> **Data entries**
* * *

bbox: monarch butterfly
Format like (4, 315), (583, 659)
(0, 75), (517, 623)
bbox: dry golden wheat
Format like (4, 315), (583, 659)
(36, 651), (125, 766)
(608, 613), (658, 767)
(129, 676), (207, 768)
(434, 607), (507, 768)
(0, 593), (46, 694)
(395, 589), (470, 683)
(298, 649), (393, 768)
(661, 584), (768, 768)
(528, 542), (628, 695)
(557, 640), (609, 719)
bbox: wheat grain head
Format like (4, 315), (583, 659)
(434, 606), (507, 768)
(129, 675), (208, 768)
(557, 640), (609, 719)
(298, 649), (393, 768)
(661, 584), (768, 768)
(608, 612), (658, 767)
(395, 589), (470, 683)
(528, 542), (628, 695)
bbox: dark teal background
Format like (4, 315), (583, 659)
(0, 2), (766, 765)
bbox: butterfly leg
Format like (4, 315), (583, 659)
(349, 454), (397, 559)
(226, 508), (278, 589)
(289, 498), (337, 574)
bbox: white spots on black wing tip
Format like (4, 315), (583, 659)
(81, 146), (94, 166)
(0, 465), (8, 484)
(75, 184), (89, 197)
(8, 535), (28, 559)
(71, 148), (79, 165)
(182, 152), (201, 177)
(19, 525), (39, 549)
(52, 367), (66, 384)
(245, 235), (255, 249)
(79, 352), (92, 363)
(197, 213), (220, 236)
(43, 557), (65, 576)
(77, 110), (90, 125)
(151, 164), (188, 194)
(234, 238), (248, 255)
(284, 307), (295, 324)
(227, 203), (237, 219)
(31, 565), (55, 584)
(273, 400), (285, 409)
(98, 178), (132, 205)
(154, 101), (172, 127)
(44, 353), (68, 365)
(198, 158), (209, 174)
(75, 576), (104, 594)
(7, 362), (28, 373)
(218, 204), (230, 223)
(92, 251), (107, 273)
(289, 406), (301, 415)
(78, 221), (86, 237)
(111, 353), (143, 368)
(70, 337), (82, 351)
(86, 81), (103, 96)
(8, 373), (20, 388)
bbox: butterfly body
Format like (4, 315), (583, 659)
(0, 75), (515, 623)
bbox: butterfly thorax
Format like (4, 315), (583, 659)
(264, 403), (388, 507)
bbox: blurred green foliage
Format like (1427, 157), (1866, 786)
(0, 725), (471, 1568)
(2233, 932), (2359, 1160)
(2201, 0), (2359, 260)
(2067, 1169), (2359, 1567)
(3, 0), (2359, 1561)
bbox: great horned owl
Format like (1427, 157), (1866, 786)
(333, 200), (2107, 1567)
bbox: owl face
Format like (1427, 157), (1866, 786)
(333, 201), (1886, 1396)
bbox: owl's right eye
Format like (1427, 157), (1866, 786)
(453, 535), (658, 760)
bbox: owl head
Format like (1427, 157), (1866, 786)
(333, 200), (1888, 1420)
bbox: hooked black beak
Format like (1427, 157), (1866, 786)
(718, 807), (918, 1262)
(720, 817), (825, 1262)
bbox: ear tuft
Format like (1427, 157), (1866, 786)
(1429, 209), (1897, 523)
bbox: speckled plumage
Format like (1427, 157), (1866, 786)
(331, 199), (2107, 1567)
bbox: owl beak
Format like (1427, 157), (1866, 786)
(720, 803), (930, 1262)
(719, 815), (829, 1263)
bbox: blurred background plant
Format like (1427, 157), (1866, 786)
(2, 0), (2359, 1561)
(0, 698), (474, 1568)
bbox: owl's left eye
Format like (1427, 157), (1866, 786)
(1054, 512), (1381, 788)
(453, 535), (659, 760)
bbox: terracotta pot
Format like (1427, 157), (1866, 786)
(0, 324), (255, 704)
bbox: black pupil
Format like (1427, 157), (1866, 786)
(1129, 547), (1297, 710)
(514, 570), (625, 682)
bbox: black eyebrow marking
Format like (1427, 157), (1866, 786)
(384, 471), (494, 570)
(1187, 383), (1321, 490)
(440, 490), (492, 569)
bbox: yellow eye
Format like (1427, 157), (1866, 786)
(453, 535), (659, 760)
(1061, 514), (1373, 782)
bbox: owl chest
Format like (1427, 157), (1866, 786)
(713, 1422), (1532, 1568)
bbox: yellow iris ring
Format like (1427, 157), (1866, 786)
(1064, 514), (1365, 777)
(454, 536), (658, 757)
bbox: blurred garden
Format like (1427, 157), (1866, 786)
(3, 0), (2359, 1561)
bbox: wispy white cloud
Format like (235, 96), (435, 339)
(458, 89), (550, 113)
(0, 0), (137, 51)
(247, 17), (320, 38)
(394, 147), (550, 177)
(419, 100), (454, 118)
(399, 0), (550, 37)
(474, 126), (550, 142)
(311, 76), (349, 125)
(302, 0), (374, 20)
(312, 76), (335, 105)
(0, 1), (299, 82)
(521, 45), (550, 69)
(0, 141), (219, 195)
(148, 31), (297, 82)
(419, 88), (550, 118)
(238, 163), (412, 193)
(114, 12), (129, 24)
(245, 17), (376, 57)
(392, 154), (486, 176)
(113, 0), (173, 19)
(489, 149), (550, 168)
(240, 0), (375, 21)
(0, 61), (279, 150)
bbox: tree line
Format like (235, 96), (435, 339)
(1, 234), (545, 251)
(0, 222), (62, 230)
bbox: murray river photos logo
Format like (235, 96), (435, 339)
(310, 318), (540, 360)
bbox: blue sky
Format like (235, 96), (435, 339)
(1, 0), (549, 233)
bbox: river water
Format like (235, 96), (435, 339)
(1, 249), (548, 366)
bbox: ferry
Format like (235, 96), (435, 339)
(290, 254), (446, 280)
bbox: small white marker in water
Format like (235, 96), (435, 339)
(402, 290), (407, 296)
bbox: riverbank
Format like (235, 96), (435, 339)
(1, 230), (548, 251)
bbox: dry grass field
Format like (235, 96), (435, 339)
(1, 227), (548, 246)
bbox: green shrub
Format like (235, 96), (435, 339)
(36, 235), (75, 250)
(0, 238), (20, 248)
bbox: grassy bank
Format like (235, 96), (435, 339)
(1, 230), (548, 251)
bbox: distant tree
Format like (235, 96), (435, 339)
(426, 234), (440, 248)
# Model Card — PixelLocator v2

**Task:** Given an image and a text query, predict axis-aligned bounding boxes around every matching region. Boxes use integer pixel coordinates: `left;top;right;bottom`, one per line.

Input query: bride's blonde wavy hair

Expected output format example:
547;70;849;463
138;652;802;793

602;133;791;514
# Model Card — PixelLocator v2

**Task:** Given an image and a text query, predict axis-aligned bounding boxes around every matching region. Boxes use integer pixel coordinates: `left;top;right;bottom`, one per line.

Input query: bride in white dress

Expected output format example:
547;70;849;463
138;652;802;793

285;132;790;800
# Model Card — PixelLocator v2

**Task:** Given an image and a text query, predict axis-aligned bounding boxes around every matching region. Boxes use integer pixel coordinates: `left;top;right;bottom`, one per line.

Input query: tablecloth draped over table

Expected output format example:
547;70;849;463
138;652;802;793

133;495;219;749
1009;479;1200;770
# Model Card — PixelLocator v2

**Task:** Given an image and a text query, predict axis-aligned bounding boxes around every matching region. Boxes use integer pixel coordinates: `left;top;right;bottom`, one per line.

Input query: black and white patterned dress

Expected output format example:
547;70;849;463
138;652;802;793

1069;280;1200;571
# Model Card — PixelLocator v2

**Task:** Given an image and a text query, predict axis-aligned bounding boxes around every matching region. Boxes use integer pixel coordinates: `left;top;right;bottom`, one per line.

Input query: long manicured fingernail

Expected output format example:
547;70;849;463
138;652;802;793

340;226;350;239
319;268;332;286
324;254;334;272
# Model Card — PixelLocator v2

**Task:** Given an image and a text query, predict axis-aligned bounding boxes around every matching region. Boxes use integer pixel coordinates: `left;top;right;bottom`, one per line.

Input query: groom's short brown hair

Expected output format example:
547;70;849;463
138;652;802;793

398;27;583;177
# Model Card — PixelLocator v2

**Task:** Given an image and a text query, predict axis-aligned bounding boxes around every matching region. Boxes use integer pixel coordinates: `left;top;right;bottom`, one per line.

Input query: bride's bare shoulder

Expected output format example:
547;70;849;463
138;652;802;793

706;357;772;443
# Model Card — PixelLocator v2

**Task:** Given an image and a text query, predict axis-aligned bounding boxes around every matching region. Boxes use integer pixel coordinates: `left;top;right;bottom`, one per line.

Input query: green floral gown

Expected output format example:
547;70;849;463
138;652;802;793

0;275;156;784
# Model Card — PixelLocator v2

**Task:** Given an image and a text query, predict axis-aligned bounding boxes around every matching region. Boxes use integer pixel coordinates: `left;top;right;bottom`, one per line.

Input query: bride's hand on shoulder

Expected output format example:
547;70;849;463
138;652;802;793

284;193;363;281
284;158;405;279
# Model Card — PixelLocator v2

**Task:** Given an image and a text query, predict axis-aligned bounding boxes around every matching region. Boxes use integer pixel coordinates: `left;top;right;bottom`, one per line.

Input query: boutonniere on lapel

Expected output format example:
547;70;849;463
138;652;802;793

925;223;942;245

* * *

> **Your assignment**
Exact reproduction is required: output the lines from the start of the entries above through the line with "bbox: white spots on black wing tip".

> **Response below**
bbox: monarch butterfly
Format like (4, 315), (583, 659)
(0, 75), (517, 623)
bbox: dry golden wheat
Format like (4, 315), (583, 659)
(36, 651), (125, 766)
(608, 613), (658, 767)
(129, 676), (207, 768)
(434, 607), (507, 768)
(0, 593), (46, 694)
(395, 589), (470, 683)
(298, 649), (393, 768)
(661, 584), (768, 768)
(528, 542), (628, 695)
(557, 640), (609, 719)
bbox: wheat grain head
Format like (4, 315), (583, 659)
(434, 606), (507, 768)
(129, 675), (208, 768)
(557, 640), (609, 719)
(298, 649), (393, 768)
(661, 584), (768, 768)
(608, 612), (658, 767)
(395, 589), (470, 683)
(528, 542), (628, 695)
bbox: dark teal background
Format like (4, 315), (583, 659)
(0, 2), (766, 765)
bbox: butterfly leg
Format like (4, 315), (583, 659)
(349, 454), (397, 559)
(226, 508), (278, 589)
(289, 498), (337, 574)
bbox: white spots on black wing tip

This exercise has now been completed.